** Task objective **
Return every line in the listing below that contains the word "bench", copied unchanged.

** Input material **
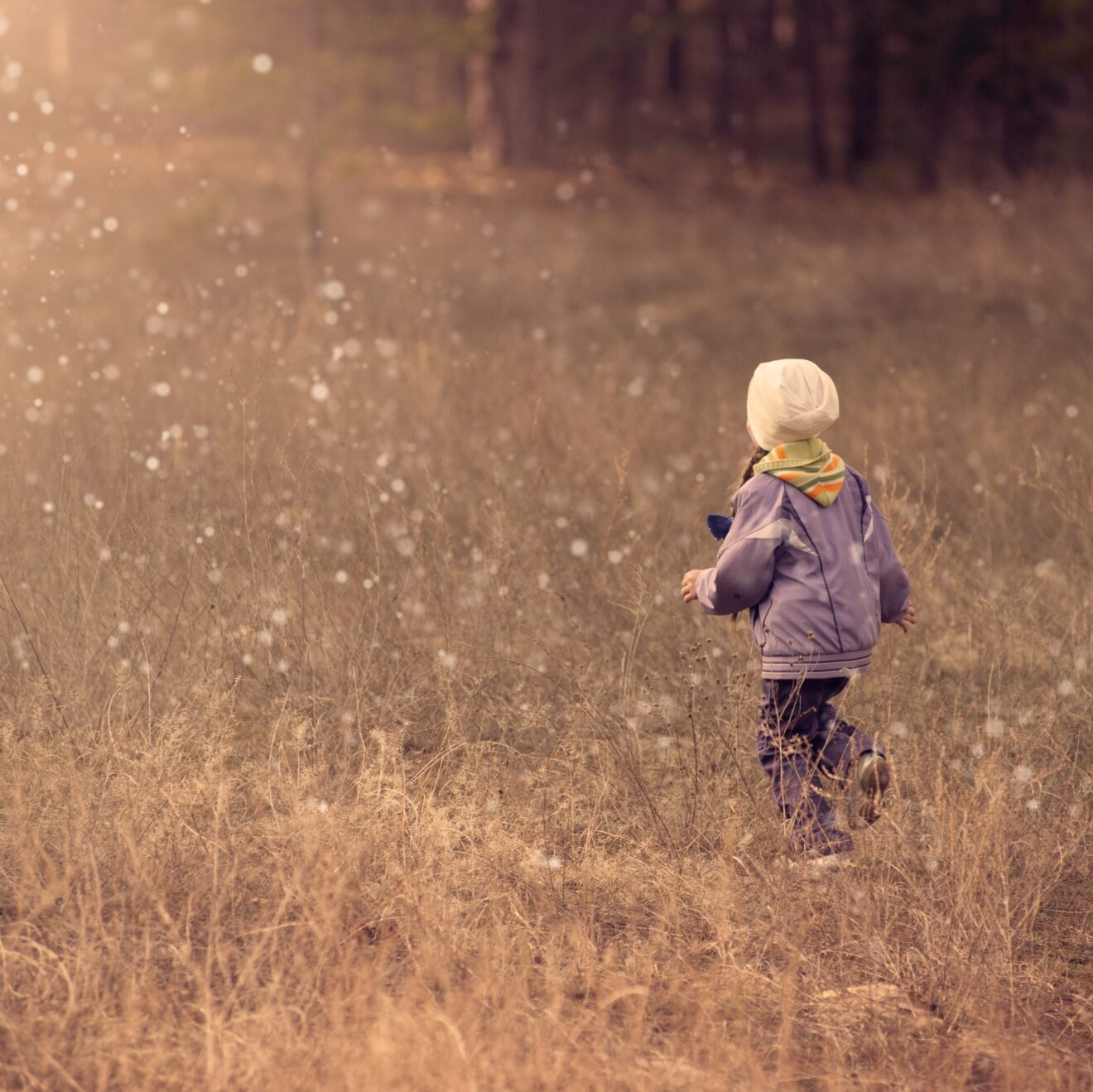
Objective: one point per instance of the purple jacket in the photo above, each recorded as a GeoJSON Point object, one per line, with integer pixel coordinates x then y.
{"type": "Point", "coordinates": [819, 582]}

---

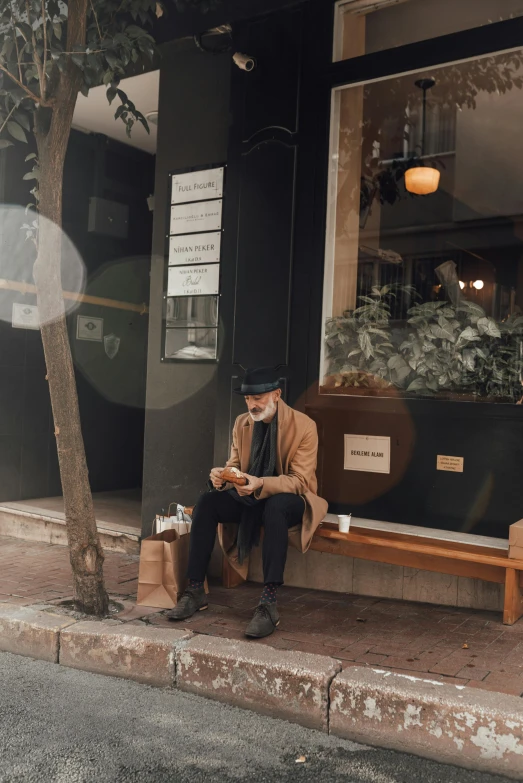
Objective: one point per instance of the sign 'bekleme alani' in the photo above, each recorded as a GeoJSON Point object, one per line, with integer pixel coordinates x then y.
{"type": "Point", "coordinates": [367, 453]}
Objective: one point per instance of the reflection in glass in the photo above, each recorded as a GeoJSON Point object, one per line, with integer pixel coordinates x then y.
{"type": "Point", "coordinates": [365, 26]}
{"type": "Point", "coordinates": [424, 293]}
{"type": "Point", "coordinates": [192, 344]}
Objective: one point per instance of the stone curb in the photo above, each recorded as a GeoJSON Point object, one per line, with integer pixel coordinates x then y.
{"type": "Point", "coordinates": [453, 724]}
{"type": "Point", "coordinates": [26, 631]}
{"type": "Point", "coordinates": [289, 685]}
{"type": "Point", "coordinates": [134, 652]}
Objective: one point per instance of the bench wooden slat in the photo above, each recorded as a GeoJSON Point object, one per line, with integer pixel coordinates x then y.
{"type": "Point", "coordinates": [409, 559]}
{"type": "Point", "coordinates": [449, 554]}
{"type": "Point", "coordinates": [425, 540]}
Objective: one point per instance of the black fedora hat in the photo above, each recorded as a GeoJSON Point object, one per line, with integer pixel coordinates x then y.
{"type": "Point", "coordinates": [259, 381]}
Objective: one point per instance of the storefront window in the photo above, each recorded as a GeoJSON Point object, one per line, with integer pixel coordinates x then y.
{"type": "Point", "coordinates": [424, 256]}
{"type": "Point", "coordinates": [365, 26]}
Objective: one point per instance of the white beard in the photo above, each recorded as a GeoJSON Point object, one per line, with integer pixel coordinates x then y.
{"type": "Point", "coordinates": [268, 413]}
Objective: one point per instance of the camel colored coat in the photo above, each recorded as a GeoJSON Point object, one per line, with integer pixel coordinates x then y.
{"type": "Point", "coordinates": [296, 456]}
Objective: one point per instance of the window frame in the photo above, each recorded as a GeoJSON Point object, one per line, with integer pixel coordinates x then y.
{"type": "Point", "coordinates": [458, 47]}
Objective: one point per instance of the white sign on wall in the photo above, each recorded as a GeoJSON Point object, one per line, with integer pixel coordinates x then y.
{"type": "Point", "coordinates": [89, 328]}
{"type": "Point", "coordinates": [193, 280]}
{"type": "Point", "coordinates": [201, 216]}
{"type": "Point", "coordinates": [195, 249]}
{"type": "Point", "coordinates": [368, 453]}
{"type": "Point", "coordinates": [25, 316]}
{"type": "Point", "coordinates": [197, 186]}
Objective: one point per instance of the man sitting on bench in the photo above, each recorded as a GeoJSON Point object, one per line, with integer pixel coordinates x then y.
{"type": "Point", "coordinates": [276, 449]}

...

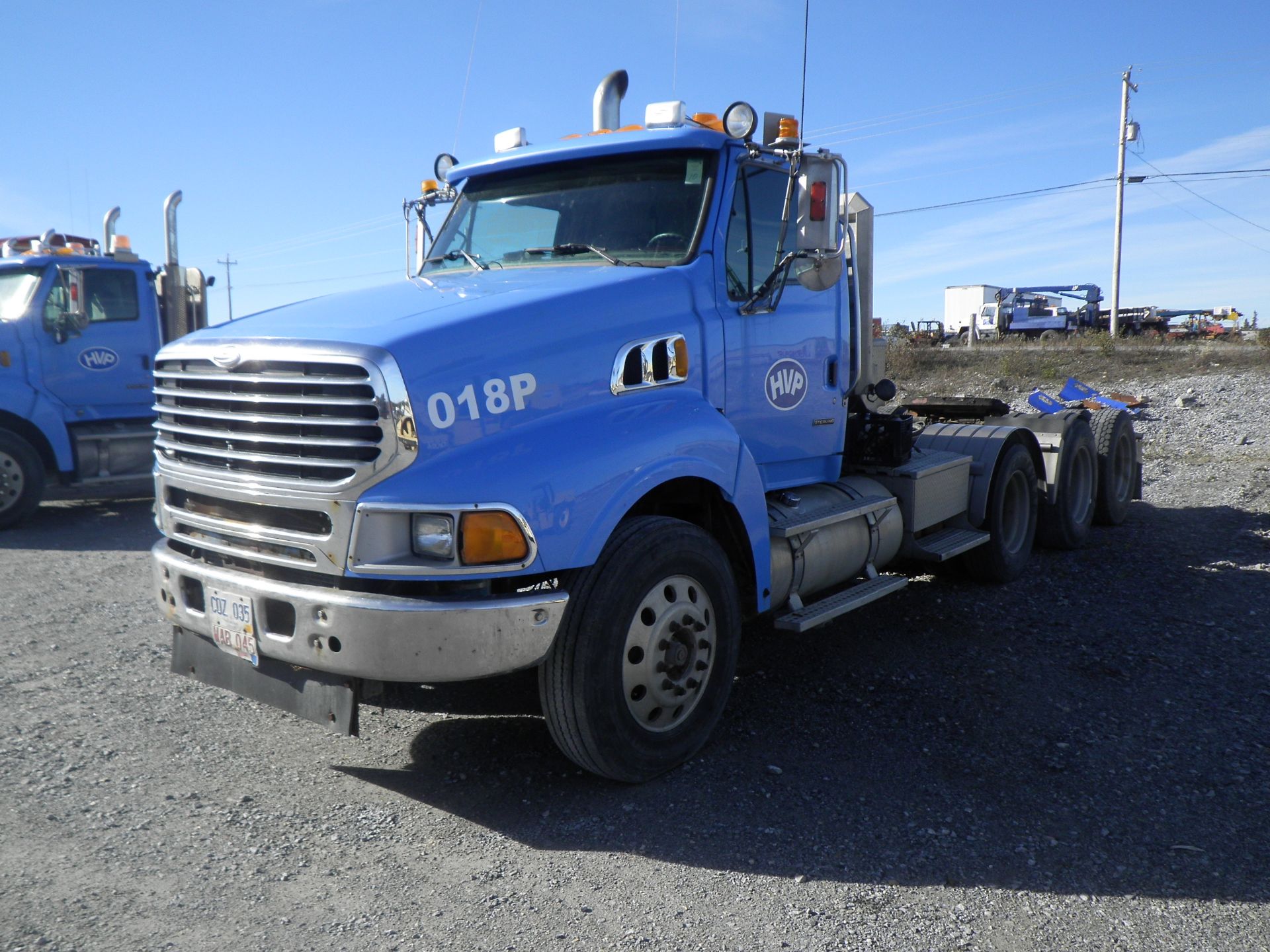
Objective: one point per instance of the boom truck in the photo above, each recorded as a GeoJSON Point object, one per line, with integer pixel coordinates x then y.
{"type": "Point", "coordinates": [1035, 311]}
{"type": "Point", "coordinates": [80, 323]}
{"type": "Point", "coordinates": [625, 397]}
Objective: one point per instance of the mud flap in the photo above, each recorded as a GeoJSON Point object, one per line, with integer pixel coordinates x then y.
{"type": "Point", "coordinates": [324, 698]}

** Expected answer **
Objective: one point per instance of the bench wooden slat in the photo above, each recorded as a GeoJSON Point object, one per line, with integer pixel coordinates x then y.
Objective: one point per instance of the man sitting on bench in the photo above, each recorded as a GeoJSON Point object, one per line, with integer pixel coordinates x then y.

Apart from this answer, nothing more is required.